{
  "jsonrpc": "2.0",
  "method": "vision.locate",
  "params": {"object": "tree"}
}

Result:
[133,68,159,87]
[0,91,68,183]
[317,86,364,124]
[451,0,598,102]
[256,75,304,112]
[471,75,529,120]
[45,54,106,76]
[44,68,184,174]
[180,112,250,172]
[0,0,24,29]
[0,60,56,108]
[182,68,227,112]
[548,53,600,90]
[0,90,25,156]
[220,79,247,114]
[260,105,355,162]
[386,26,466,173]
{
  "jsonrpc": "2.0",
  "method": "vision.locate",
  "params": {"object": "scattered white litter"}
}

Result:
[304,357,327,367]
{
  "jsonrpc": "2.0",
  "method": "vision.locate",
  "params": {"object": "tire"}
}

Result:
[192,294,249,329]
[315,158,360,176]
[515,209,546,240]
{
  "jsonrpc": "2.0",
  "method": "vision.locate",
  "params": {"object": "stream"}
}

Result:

----------------

**Written exercise:**
Convert every line of the material above into a numbered list, omitting the blank lines.

**Full output:**
1. {
2.   "jsonrpc": "2.0",
3.   "method": "vision.locate",
4.   "params": {"object": "tree"}
5. }
6. Result:
7. [133,68,159,87]
8. [0,91,68,183]
9. [317,86,364,124]
10. [451,0,598,102]
11. [256,75,304,112]
12. [471,75,529,120]
13. [45,54,106,76]
14. [44,68,184,174]
15. [180,112,250,172]
16. [0,0,24,29]
17. [0,60,56,108]
18. [182,68,227,112]
19. [548,53,600,90]
20. [0,90,25,156]
21. [220,79,247,114]
22. [260,105,355,162]
23. [386,26,466,173]
24. {
25.   "jsonrpc": "2.0",
26.   "method": "vision.locate",
27.   "params": {"object": "scattered white litter"}
28. }
29. Result:
30. [304,357,327,367]
31. {
32.   "jsonrpc": "2.0",
33.   "method": "vision.locate",
34.   "params": {"object": "tire"}
35. }
36. Result:
37. [192,294,249,329]
38. [315,158,360,176]
39. [515,209,546,240]
40. {
41.   "jsonrpc": "2.0",
42.   "method": "vision.locate",
43.   "params": {"object": "stream"}
44. }
45. Result:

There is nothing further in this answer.